Material for this exercise
--- Begin ---
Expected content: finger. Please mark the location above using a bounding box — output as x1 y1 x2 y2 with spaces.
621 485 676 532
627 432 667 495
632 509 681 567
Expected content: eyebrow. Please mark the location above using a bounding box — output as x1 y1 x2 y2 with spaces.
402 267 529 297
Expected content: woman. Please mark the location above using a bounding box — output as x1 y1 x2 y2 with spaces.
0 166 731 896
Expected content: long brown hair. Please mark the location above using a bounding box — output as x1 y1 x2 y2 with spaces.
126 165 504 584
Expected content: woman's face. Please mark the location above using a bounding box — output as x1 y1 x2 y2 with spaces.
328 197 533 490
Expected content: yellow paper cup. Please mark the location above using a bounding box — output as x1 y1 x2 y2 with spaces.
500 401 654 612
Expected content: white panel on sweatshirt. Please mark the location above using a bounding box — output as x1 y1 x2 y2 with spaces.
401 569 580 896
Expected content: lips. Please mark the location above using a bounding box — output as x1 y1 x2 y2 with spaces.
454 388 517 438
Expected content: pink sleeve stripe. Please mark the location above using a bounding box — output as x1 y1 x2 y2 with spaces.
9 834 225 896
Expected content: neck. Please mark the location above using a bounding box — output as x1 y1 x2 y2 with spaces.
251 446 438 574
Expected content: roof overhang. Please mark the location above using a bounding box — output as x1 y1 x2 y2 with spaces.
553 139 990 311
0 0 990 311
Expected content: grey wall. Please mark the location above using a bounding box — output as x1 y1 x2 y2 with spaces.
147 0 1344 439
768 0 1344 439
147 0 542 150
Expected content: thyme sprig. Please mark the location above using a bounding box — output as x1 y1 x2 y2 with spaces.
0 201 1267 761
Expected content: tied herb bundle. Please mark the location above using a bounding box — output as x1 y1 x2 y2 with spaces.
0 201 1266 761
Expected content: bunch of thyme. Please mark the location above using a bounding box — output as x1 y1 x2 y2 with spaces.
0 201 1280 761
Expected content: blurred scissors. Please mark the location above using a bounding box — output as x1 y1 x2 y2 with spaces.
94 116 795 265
--- End ---
Requirement
Can you output the items again, unchanged, from the beginning of the items through the line containing "9 834 225 896"?

Right answer
Expected content: finger. Please mark the location above using a bounding box — output as x1 y1 x2 y2 with spaces.
621 485 676 532
627 432 667 495
632 509 681 567
Expected content: eyebrow. Please mark the location above using a bounding box — output as x1 y1 x2 y2 with spaces.
402 267 529 297
Expected content: woman. Please mark the location above using a bounding box — output as x1 y1 x2 y2 with spaces.
0 166 731 896
Expected content: long brown hair. Please mark the location above using a bounding box — output as x1 y1 x2 y2 with spaces.
126 165 504 584
Expected content: woman's face. Please mark the location above using a bounding box — output as x1 y1 x2 y2 with spaces.
328 197 533 490
Expected content: yellow paper cup. Please mark the location above using a bounding box — output as x1 y1 x2 y2 with spaces.
500 401 654 612
Expected content: white panel on sweatshirt. Please mark the location above using a bounding box — output as x1 y1 x2 y2 with spaces.
401 569 580 896
Expected content: lips. Please mark the location above using a bounding box — output as x1 y1 x2 y2 with spaces.
454 388 517 438
Expected content: pink sleeve stripe. Please mark the location above using a bounding box — output as x1 y1 x2 y2 with spaces.
9 834 225 896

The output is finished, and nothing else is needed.